**GIVEN TASK 1:** In the paper summary, write out everything from "## Contribution" down to "with critical exponents.".
**GIVEN TASK 2:** According to the paper summary, which theory is used to obtain multiple solutions?
**GIVEN TASK 3:** Extend the paper summary past its last line.

# Concentrating bounded states for fractional Schr\"{o}dinger-Poisson   system involving critical Sobolev exponent

**Authors:** Kaimin Teng

arXiv: 1906.10802 · 2020-09-22

## TL;DR

This paper investigates the existence and multiplicity of positive solutions to a fractional Schr"odinger-Poisson system with critical Sobolev exponent, showing solutions concentrate near potential minima as the parameter approaches zero.

## Contribution

It establishes the concentration of solutions around local minima of the potential and employs topological methods to prove multiple solutions exist.

## Key findings

- Solutions concentrate near local minima of V as epsilon approaches zero.
- Multiple solutions are obtained using Ljusternik-Schnirelmann theory.
- The results extend understanding of fractional Schr"odinger-Poisson systems with critical exponents.

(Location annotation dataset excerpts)
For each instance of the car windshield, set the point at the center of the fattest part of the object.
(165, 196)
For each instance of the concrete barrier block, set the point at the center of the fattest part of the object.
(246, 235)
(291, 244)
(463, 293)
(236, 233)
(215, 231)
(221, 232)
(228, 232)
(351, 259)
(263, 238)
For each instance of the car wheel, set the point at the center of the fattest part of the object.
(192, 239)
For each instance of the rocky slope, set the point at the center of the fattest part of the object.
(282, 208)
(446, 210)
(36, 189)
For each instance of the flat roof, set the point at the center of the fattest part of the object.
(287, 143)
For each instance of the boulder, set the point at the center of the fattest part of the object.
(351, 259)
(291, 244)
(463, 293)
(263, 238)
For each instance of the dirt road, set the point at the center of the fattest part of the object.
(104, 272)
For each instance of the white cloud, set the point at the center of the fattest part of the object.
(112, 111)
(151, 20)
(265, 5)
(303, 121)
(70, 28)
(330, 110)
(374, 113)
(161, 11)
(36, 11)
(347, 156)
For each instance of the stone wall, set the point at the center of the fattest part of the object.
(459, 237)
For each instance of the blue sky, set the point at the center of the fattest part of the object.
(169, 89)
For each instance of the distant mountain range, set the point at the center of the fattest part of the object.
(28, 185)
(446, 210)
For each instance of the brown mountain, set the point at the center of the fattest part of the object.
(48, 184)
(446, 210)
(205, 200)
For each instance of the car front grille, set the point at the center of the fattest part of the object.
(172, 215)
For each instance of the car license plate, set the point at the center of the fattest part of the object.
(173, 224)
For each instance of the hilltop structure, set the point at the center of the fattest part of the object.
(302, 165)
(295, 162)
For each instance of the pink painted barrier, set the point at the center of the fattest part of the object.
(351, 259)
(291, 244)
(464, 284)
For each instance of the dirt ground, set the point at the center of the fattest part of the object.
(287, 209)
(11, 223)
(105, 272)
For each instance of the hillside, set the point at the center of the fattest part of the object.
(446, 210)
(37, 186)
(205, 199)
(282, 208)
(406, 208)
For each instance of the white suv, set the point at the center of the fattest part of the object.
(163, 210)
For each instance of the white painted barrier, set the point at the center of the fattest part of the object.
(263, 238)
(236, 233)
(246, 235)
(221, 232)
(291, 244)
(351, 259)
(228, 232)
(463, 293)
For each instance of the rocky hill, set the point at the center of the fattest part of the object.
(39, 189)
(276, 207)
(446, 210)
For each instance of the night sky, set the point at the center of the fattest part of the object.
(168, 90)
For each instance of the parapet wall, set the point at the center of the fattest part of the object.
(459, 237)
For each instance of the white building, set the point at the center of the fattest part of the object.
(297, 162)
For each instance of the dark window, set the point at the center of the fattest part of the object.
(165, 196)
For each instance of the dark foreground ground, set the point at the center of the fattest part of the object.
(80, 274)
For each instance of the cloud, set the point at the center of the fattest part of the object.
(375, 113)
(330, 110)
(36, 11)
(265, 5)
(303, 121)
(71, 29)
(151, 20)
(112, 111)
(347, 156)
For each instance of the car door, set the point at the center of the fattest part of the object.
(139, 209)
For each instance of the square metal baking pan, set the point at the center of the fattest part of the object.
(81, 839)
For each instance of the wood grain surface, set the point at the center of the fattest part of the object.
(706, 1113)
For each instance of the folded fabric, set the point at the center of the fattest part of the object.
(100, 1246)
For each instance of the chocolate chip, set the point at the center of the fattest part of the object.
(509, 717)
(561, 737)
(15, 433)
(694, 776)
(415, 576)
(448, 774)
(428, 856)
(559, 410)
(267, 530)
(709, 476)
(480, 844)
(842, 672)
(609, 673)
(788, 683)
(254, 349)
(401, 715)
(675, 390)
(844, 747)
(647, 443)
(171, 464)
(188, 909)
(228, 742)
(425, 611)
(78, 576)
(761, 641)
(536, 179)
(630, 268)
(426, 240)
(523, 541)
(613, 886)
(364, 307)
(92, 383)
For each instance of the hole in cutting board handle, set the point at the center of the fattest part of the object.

**EXERCISE RESULT 1:**
## Contribution

It establishes the concentration of solutions around local minima of the potential and employs topological methods to prove multiple solutions exist.

## Key findings

- Solutions concentrate near local minima of V as epsilon approaches zero.
- Multiple solutions are obtained using Ljusternik-Schnirelmann theory.
- The results extend understanding of fractional Schr"odinger-Poisson systems with critical exponents.

**EXERCISE RESULT 2:** Ljusternik-Schnirelmann theory

**EXERCISE RESULT 3:**
## Abstract

In this paper, we study the concentration and multiplicity of solutions to the following fractional Schr\"{o}dinger-Poisson system \begin{equation*} \left\{   \begin{array}{ll}   \varepsilon^{2s}(-\Delta)^su+V(x)u+\phi u=f(u)+u^{2_s^{\ast}-1} & \hbox{in $\mathbb{R}^3$,}   \varepsilon^{2t}(-\Delta)^t\phi=u^2, u>0& \hbox{in $\mathbb{R}^3$,}   \end{array} \right. \end{equation*} where $s>\frac{3}{4}$, $s,t\in(0,1)$, $\varepsilon>0$ is a small parameter, $f\in C^1(\mathbb{R}^{+},\mathbb{R})$ is subcritical, $V:\mathbb{R}^3\rightarrow\mathbb{R}$ is a continuous bounded function. We establish a family of positive solutions $u_{\varepsilon}\in H_{\varepsilon}$ which concentrates around the local minima of $V$ in $\Lambda$ as $\varepsilon\rightarrow0$. With Ljusternik-Schnirelmann theory, we also obtain multiple solutions by employing the topology construct of the set where the potential $V$ attains its minimum.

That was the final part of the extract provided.